(PROVIDED RECORDS begins)

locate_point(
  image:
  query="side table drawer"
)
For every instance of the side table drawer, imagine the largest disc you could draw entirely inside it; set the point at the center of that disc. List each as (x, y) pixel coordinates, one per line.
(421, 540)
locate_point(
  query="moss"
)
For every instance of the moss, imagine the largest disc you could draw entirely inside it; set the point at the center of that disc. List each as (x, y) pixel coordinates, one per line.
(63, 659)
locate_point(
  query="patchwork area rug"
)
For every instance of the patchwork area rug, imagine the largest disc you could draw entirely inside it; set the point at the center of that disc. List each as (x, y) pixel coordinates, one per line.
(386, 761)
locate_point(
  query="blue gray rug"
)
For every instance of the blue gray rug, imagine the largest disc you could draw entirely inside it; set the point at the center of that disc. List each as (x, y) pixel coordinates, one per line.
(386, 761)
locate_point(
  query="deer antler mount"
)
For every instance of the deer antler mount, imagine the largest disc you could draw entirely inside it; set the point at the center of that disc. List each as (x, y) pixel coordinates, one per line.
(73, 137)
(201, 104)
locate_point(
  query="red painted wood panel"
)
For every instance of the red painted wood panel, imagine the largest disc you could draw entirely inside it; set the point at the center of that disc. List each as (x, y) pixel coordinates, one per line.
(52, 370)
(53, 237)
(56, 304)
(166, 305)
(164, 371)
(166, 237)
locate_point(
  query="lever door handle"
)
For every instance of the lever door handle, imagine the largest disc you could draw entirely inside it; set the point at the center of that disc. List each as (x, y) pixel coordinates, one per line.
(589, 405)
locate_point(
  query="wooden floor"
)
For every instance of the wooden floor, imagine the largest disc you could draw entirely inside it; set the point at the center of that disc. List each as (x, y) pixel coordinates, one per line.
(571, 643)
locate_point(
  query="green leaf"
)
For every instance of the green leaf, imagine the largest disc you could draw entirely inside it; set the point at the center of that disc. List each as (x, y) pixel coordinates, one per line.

(PROVIDED RECORDS ends)
(PROVIDED RECORDS begins)

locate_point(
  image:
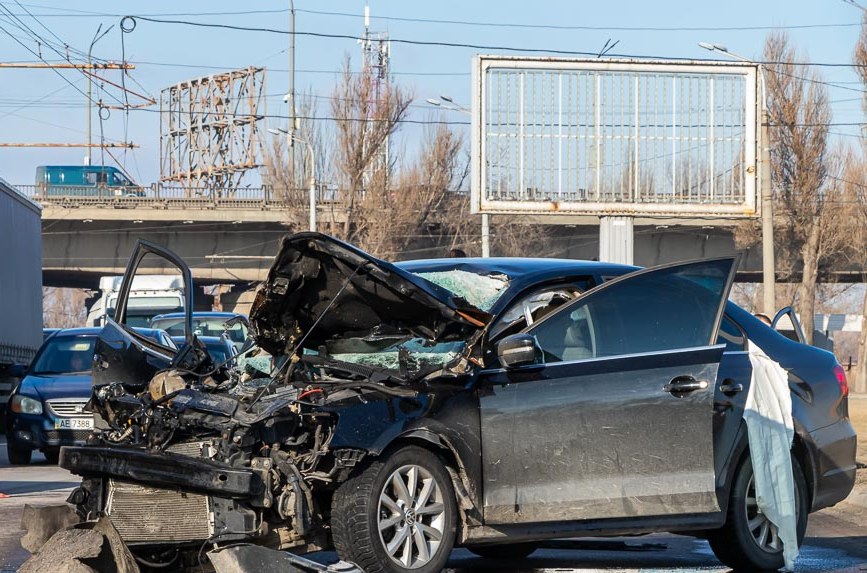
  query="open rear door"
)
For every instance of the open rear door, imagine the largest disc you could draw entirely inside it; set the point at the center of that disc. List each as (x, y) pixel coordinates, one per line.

(PROVIDED RECORDS ends)

AIM OF THE TASK => Show every line of the records above that contains the word "query".

RESULT =>
  query="side table drawer"
  query="moss"
  query="patchwork area rug"
  query="blue gray rug"
  query="deer antler mount"
  query="red painted wood panel"
  query="lever door handle"
  query="wooden floor"
  query="green leaf"
  query="open rear door"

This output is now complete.